La répression s’accentuait le 26 août avec l’arrestation dans la région du lac Assal de deux Afars enlevés par des membres des services de sécurité cagoulés. Le lien de parenté des personnes arrêtées avec des militants du FRUD ( Front pour la restauration de l’Unité et de la démocratie) était la seule raison de leur enlèvement. Le FRUD est un mouvement de résistance armée qui entretient depuis des décennies une petite guérilla à la frontière nord, à partir de bases arrières en Érythrée. Il est principalement composé d’Afars.

**Lignes de données:**
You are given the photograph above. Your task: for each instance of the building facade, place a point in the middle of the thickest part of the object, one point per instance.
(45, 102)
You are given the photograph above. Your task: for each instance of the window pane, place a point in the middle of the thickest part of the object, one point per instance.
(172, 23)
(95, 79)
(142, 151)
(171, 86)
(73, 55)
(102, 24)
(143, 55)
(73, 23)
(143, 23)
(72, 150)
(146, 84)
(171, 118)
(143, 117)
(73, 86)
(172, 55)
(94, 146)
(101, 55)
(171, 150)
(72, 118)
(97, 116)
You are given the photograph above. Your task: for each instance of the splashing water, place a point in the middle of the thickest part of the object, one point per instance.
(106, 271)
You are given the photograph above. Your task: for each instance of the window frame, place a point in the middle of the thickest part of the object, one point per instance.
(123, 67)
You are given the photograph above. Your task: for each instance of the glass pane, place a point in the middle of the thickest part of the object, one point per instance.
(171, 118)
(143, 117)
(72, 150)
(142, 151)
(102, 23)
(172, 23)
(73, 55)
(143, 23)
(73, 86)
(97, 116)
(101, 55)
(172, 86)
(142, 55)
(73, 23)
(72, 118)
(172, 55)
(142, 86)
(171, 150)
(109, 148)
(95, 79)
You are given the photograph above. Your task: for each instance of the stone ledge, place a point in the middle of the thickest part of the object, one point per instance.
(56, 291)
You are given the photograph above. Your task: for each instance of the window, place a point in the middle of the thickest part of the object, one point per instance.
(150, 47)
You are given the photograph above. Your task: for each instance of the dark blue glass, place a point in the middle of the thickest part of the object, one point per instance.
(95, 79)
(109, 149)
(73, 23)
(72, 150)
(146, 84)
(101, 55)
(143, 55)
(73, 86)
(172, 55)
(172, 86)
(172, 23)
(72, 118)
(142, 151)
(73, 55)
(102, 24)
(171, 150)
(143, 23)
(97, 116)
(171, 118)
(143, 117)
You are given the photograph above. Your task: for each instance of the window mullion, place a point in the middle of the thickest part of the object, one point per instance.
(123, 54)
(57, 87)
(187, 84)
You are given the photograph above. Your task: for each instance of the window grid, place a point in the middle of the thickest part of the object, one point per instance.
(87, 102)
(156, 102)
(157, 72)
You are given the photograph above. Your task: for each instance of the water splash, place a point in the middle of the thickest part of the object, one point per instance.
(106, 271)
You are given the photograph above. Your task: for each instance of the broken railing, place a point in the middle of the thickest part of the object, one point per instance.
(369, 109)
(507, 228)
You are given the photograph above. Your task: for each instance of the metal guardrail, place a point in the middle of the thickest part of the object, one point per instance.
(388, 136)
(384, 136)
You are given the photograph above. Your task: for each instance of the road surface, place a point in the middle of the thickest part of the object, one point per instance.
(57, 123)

---

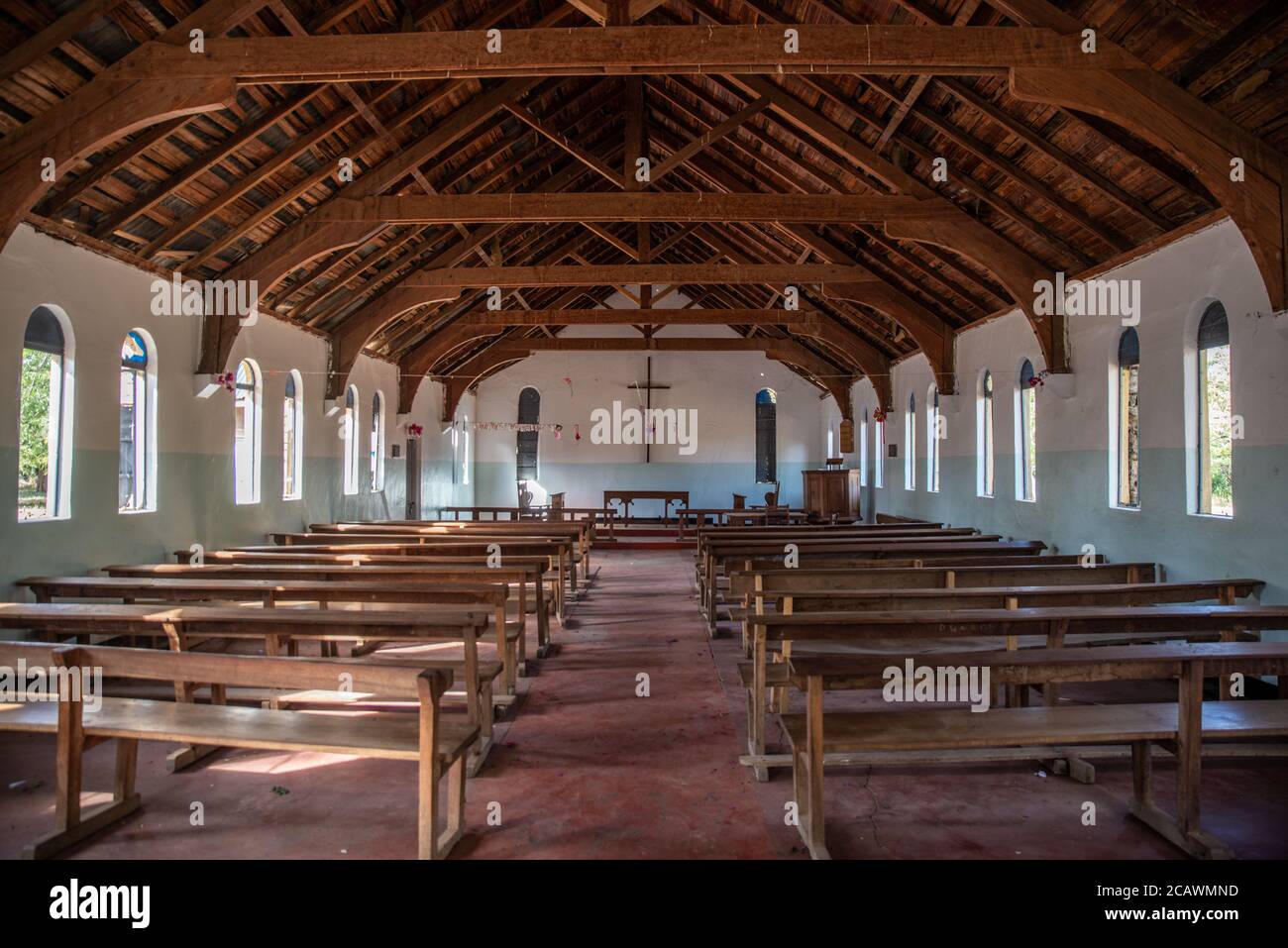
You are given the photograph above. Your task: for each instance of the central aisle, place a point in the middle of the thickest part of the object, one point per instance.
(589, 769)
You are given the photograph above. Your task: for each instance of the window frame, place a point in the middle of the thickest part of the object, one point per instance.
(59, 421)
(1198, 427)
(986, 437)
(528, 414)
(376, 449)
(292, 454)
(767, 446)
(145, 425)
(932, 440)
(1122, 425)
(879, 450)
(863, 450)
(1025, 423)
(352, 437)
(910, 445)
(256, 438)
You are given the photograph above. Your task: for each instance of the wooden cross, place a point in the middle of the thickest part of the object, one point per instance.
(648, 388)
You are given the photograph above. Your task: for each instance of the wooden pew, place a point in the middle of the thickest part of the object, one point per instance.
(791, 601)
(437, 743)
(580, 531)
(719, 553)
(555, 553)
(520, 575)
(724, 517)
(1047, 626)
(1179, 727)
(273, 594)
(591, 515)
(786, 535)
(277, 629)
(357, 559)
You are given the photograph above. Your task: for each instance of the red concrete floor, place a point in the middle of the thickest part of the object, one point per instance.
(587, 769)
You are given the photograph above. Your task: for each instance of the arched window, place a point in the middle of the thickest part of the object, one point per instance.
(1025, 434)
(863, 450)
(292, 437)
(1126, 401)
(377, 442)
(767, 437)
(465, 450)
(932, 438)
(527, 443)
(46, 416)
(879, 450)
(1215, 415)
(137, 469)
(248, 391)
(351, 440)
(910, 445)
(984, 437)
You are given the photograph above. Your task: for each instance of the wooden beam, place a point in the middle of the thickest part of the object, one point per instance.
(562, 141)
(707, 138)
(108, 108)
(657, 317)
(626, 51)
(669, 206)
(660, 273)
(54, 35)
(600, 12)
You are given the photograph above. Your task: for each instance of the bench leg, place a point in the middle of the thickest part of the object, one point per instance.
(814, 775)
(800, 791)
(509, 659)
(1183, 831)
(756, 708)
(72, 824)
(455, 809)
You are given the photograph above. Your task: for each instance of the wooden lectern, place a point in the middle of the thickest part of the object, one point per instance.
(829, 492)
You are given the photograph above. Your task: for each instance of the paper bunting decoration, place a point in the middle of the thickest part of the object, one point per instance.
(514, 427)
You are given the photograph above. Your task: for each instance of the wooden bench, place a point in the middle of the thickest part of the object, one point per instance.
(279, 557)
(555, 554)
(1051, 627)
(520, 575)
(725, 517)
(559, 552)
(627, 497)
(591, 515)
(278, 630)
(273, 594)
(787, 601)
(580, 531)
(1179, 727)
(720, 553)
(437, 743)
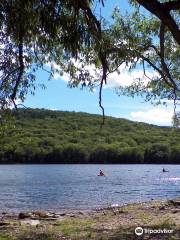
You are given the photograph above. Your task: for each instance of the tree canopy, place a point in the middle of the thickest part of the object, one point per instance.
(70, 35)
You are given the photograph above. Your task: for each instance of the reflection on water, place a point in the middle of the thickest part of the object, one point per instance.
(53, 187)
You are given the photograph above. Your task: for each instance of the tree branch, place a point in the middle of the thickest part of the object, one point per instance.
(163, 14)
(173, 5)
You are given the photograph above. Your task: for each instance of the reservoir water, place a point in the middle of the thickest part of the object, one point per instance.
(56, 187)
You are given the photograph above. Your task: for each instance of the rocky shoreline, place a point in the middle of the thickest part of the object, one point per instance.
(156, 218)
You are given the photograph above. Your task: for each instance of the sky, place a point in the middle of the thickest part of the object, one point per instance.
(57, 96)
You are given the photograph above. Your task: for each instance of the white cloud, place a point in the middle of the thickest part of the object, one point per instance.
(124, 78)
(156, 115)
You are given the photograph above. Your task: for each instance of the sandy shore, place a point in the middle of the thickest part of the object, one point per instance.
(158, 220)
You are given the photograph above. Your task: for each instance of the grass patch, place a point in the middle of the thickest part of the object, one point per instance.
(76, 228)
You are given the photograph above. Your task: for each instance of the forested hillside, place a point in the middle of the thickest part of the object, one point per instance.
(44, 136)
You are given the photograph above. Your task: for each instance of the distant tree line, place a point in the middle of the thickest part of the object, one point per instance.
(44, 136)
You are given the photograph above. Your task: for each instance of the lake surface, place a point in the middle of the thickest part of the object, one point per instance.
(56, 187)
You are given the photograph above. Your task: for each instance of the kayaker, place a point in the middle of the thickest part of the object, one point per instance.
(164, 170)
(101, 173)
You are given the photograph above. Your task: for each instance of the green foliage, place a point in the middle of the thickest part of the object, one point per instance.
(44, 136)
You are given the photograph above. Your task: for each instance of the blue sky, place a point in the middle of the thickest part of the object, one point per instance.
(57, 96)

==

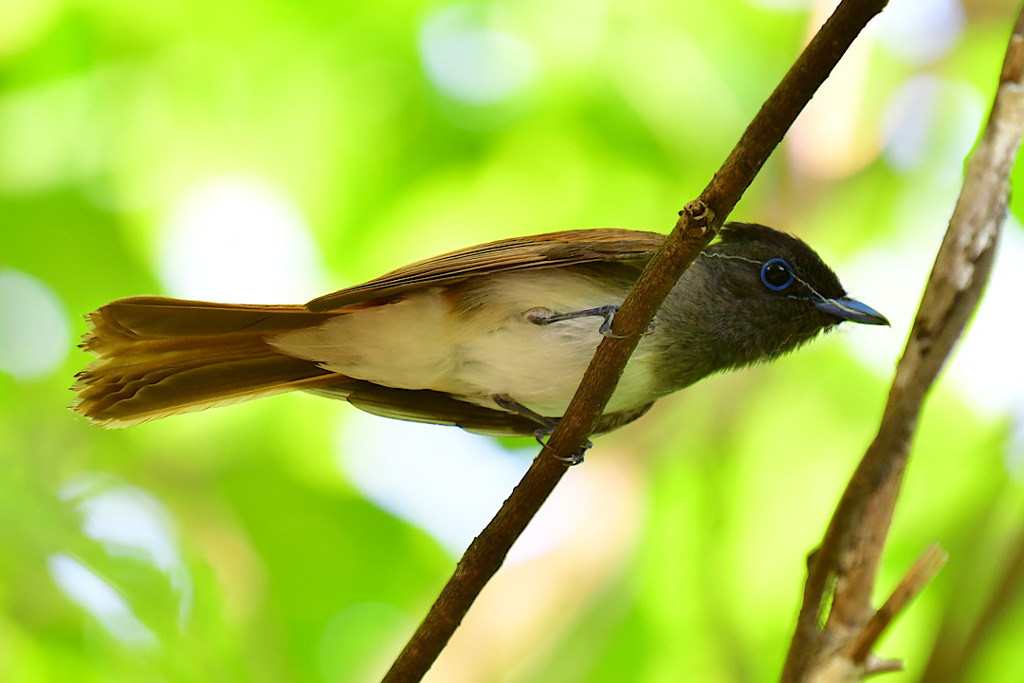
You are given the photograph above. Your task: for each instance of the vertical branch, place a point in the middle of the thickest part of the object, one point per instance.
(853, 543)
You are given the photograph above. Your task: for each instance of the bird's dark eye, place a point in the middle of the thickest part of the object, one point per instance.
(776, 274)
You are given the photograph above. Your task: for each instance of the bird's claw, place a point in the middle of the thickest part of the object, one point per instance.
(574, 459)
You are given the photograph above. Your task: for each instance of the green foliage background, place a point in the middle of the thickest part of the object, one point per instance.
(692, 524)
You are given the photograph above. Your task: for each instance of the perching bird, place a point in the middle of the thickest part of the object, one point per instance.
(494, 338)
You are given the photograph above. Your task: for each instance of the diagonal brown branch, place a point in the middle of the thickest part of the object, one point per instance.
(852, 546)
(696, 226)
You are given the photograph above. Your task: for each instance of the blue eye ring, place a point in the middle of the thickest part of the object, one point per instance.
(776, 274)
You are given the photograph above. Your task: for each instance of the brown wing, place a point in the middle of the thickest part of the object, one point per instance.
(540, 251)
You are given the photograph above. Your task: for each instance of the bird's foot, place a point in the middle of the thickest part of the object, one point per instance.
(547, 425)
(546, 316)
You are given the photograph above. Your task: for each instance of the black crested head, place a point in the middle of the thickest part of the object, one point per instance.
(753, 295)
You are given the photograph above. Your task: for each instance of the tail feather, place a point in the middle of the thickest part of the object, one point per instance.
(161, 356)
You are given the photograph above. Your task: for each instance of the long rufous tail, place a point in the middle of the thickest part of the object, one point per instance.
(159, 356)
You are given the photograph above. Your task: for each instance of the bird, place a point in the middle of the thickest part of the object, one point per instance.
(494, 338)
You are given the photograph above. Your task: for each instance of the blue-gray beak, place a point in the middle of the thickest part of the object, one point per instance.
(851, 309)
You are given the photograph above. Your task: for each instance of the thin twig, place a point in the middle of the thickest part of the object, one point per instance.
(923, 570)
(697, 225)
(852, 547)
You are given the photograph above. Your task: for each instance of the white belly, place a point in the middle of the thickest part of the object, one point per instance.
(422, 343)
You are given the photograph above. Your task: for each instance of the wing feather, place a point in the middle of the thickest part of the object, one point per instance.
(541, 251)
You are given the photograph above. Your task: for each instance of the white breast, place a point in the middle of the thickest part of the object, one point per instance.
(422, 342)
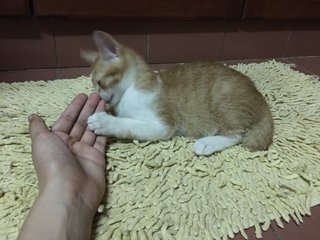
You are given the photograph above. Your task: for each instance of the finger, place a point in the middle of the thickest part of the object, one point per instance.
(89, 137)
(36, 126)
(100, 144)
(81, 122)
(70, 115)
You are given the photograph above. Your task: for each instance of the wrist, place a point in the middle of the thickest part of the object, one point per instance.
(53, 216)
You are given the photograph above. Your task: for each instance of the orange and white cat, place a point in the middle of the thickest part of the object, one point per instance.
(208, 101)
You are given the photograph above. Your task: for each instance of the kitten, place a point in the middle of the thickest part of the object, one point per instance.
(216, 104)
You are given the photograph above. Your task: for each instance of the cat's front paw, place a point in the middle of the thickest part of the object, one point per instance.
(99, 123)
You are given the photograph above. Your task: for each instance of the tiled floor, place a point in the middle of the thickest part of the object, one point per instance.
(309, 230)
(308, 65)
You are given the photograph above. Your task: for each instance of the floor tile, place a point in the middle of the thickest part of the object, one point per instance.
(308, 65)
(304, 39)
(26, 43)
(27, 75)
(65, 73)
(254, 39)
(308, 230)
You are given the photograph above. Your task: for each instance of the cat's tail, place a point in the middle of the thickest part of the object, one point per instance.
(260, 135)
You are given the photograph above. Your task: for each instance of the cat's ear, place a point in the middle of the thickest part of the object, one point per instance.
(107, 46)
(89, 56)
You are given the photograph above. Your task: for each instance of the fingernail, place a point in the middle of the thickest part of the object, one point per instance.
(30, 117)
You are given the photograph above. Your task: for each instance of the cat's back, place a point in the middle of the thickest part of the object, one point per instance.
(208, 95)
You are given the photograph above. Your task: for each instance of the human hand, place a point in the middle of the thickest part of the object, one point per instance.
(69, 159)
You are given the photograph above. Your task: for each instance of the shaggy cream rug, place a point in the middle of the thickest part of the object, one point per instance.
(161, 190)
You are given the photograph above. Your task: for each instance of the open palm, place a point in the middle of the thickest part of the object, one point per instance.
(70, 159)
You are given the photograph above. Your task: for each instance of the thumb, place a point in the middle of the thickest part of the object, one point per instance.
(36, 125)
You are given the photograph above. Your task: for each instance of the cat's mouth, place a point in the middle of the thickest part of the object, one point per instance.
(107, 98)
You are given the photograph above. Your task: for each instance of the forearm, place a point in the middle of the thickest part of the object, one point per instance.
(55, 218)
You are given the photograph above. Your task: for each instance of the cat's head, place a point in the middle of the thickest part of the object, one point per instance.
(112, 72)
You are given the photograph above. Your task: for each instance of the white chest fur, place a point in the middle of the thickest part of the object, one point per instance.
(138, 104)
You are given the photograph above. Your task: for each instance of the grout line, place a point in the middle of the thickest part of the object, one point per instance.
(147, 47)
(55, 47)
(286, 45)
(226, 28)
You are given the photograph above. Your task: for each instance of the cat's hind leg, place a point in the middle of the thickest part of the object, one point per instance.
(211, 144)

**Tâches à réaliser:**
1 > Reproduisez tout ce qui va de « La répression s’accentuait » jusqu'à « principalement composé d’Afars. » dans l'extrait fourni.
2 > D'après l'extrait fourni, dans quel pays se trouvent les bases arrières du FRUD ?

**Réponses par tâche:**
1 >
La répression s’accentuait le 26 août avec l’arrestation dans la région du lac Assal de deux Afars enlevés par des membres des services de sécurité cagoulés. Le lien de parenté des personnes arrêtées avec des militants du FRUD ( Front pour la restauration de l’Unité et de la démocratie) était la seule raison de leur enlèvement. Le FRUD est un mouvement de résistance armée qui entretient depuis des décennies une petite guérilla à la frontière nord, à partir de bases arrières en Érythrée. Il est principalement composé d’Afars.

2 > Les bases arrières du FRUD se trouvent en Érythrée.